Extrait:
━━━━
Dans un premier temps, grâce surtout au «Monsieur corruption» fraîchement appelé à ses côtés, il commencera par mener des recherches studieuses et approfondies sur les causes et les conséquences de ce phénomène et finira par reconnaître qu’il est intimement lié aux défaillances de l’État par l’absence de volonté et sous l’effet de l’abandon des règles, valeurs et normes morales de ses représentants. Dans un deuxième temps, s’il est toujours en fonction, il envisagera des réformes politiques et économiques fondamentales et déploiera d’importants efforts pour endiguer le mal.
La stratégie anticorruption ainsi préconisée est-elle réaliste, c’est-à-dire adaptée au contexte politique et socio-économique du pays? Les résultats seront-ils conformes aux prévisions? Or, ni la nature du régime politique, une démocratie dite en transition, ni le mode de gestion des ressources économiques du pays, ni la capacité des institutions pour préparer, formuler et appliquer une politique économique, ne sont garants d’un nouvel ordre sociétal.
Neji Bghouri, président du SNJT, signe lui aussi la charte.
Mettre fin à la logique d’un Etat prédateur
Les raisons du soulèvement du 14 janvier avaient pour finalité de mettre fin à la logique d’un Etat prédateur contraint de satisfaire les demandes de ses partisans en offrant des rentes sans jamais subir de pression, ni craindre les dénonciations sur les pratiques entretenues par les nombreux kleptocrates du régime.
En revanche, l’État démocratique, s’il est arrivé à limiter la prédation au plus haut niveau politique, aura plus de difficultés à assainir une société rongée de l’intérieur par la corruption, et serait incapable de dénouer la relation incestueuse entre l’argent et la démocratie.
Ainsi, la république se déclarera encore une fois incompétente pour apporter des réponses politiques, institutionnelles, culturelles et judiciaires fortes. La mollesse des pouvoirs publics confine aujourd’hui à la complaisance, laquelle débouche sur la complicité.
Les promesses électorales des candidats élus relèvent bien de la supercherie et, partant de la corruption, puisque les électeurs supportent pleinement le risque d’être abusés et de ne jamais obtenir de contrepartie.
Enfin les programmes électoraux sont élaborés par des organisations politiques qui représentent des intérêts bien spécifiques. Financés par des groupes particuliers, les candidats se retrouvent otages de leurs soutiens, liés par un pacte de corruption.
Les choses deviennent plus compliquées dès qu’il s’agit de corruption marchande. Le champ économique se trouve alors soutenu par une sorte de pacte d’échanges malhonnêtes allant du pauvre bougre qui verse un pot-de-vin pour en retirer un avantage immédiat, jusqu’aux financements occultes de grande envergure.
━━━━
Données affichées:
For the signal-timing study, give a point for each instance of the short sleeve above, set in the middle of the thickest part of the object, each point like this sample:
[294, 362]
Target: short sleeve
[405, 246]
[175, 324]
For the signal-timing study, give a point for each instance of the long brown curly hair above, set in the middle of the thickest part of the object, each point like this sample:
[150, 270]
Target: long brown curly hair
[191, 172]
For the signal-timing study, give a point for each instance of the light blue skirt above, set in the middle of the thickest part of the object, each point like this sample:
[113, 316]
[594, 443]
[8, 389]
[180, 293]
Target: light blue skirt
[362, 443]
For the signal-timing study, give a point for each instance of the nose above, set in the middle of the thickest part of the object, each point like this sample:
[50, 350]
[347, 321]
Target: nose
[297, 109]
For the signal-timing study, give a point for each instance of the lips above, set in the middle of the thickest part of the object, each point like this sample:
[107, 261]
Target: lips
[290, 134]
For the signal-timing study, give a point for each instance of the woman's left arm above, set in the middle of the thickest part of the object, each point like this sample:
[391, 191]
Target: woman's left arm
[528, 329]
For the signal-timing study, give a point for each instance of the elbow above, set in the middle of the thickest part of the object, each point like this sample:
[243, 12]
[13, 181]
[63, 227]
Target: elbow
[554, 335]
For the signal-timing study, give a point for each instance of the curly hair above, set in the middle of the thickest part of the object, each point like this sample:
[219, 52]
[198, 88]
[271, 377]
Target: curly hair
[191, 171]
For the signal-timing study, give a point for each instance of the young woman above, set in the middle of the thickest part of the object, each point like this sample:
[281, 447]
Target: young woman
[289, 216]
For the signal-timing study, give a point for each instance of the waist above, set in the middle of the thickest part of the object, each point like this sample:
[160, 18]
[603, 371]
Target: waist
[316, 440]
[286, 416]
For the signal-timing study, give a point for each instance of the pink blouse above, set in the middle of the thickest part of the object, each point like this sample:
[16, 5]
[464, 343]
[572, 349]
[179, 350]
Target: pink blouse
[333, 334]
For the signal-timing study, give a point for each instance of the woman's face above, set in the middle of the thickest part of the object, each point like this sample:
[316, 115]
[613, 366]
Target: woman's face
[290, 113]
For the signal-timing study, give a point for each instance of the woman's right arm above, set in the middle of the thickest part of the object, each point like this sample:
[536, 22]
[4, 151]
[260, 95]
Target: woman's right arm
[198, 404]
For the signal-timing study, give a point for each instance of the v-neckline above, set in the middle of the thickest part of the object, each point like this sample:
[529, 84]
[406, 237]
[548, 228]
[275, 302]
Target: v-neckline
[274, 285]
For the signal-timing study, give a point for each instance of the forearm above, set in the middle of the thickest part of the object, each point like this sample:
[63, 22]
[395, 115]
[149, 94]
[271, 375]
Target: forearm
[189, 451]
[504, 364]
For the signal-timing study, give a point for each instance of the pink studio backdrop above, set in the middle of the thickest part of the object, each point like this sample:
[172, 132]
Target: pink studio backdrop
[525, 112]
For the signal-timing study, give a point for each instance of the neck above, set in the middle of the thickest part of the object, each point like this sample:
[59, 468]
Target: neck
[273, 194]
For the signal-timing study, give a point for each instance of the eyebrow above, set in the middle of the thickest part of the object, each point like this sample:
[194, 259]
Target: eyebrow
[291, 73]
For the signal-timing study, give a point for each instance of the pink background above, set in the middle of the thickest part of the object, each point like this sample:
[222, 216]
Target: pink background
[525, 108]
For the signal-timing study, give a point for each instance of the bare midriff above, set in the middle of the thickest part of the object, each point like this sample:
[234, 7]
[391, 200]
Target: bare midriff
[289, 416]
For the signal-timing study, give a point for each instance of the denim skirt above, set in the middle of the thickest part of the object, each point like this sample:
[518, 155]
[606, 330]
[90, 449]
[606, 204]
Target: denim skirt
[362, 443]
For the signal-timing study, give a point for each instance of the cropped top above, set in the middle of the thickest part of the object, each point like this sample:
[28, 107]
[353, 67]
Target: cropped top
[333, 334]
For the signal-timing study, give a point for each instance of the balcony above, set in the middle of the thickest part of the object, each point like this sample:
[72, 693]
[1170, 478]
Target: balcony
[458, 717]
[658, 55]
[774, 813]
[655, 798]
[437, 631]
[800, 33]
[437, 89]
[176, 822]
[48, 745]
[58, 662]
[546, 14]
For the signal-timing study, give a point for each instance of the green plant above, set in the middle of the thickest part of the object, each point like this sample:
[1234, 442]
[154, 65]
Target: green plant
━━━━
Consigne 1: Recopiez le passage de l'extrait sur la corruption qui va de « La stratégie anticorruption » à « aussi la charte. », ces deux bornes comprises.
Consigne 2:
Répondez à ces questions d'après l'extrait sur la corruption :
(a) Qui est Neji Bghouri ?
(b) À quelle logique le soulèvement du 14 janvier devait-il mettre fin ?
(c) Par qui les programmes électoraux sont-ils élaborés ?
Les données ne sont pas nécessaires pour ce travail.

Réponse attendue 1:
La stratégie anticorruption ainsi préconisée est-elle réaliste, c’est-à-dire adaptée au contexte politique et socio-économique du pays? Les résultats seront-ils conformes aux prévisions? Or, ni la nature du régime politique, une démocratie dite en transition, ni le mode de gestion des ressources économiques du pays, ni la capacité des institutions pour préparer, formuler et appliquer une politique économique, ne sont garants d’un nouvel ordre sociétal.
Neji Bghouri, président du SNJT, signe lui aussi la charte.

Réponse attendue 2:
(a) Le président du SNJT.
(b) À la logique d'un État prédateur.
(c) Par des organisations politiques qui représentent des intérêts bien spécifiques.